- **EXCERPTED PASSAGE**:

-*-

Studies at Cranfield
In 1994 I travelled to the UK to undertake post-graduate studies at Cranfield University. I sought funding from the Sir Ross & Sir Keith Smith Fund to cover my tuition fees, and was fortunate to gain assistance. I enrolled to undertake a Master’s of Science in Aerospace Vehicle Design in the School of Aeronautics. The course was a good mix of both course and project work and was excellent and lived up to my expectations.
The two main projects were a group and an individual design. For the group project we carried out a design of a large military transport aircraft. We had a competition for naming the project which I won with the name WOMBAT (Wide Operations Military Big Air Transport). In this project the aircraft was divided up and each person was then responsible for the design of their component and all interfaces (loads, joints, services) with close liaison with other team members. In my case I designed the horizontal stabiliser so had to interface with the Fin Designer, who interfaced with the aft fuselage designer etc. Sadly my father passed away in 1994, so I had to head back to Australia, before returning to the UK to finish my individual project. My individual project was for a light aircraft designed specifically for Australian conditions. I sent surveys to a wide variety or rural users in Australia and used that data (field information, environmental conditions, duration of flight, utility uses of aircraft etc) to come up with my design criteria. This information led me to design a high wing (good for clearance over scrub and for shade), tail dragging aircraft (better short field performance) with large cargo rear doors for utility use.
In my year at Cranfield there were several careers events which I attended. Through these I learnt of the Defence Research Agency (DRA) and the Defence Evaluation and Research Agency (DERA) and the flight test area of those organisations at Boscombe Down in Wiltshire. This area of work interested me more than any other job, so I applied for jobs with both DRA and DERA.
Flight Test work – Boscombe Down
With some perseverance, I was successful in late 1995 in being offered a position in the Rotary Wing Test area at DERA Boscombe Down. I commenced work with DERA in January 1996 and worked on a variety of projects. In late 1997 I was successful in being selected to undertake the Flight Test Engineers Course at the Empire Test Pilots School (ETPS), which is located at Boscombe Down in Wiltshire. Starting in January 1998 I spent the entire year at ETPS undertaking the graduate Rotary Wing Flight Test Engineers Course. The course was very intensive, with a very high workload but it was a wonderful learning experience and a wonderful and thoroughly enjoyable year overall. During that year we travelled to other countries in Europe and America, flew in a wide range of rotary and fixed wing aircraft and learnt a great deal about flight testing of aircraft in a safe manner. Along with my two fellow FTE’s (one from Finland and one from Netherlands) we were awarded the Patuxtent Shield for the best final preview exercise!

-*-

- **ENTRIES SHOWN**:
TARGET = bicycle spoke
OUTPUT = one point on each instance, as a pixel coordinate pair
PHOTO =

-*-

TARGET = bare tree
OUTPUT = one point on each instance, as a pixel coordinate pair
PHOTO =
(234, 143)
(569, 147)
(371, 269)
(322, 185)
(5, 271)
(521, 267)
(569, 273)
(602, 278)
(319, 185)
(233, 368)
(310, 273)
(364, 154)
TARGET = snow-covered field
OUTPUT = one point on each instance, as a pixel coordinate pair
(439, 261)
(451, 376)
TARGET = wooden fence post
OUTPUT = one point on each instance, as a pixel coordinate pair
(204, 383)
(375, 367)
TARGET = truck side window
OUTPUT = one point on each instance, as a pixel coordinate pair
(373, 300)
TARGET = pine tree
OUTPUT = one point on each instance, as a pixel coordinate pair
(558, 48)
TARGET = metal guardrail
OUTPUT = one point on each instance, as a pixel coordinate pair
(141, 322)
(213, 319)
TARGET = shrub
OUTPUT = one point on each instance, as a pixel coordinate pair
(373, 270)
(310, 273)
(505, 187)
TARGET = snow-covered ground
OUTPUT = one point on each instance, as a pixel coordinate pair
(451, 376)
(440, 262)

-*-

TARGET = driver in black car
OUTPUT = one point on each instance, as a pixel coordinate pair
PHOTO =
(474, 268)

-*-

- **TASK LIST**:
[A] Answer these questions using the passage on Cranfield and Boscombe Down:
(i) What name won the competition for naming the group design project?
(ii) In what month and year did the writer begin working with DERA?
(iii) What award did the writer and two fellow FTEs receive, and for what?
[B] Write the next paragraph of the passage on Cranfield and Boscombe Down, picking up after its final sentence.

- **SOLVED TASKS**:
[A]
(i) WOMBAT (Wide Operations Military Big Air Transport).
(ii) January 1996.
(iii) The Patuxtent Shield, for the best final preview exercise.

[B]
On my return to my old desk, I commenced working on the Chinook helicopter and led the trials to look at hot and high operations& performance. These trials were conducted in Colorado and California over a period of 6 months and included level flight performance, hover performance (at high altitude) and high temperature capabilities.
During my time at Boscombe Down I was fortunate enough to be exposed to a wide variety of work which covered, and allowed me to fly on, all of the UK military rotorcraft – Wessex, Lynx (All Mks), Gazelle (All Mks), Squirrel, Sea King (all Mk’s), Chinook (all Mks), Puma, Apache & Merlin (all Mks). There were many highlights in my time at Boscombe Down both technical and personal. I was fortunate to work with a number of fantastic test pilots and engineers – and have very fond memories of working with them. On the technical side the work I enjoyed the most included the Ship Helicopter Operating Limits (SHOL) definition, environmental trials (hot & high, icing and snow), and development test flying. All of these are unpredictable and require constant change and adaption on the ground and in the air, whilst ensuring safety at all times.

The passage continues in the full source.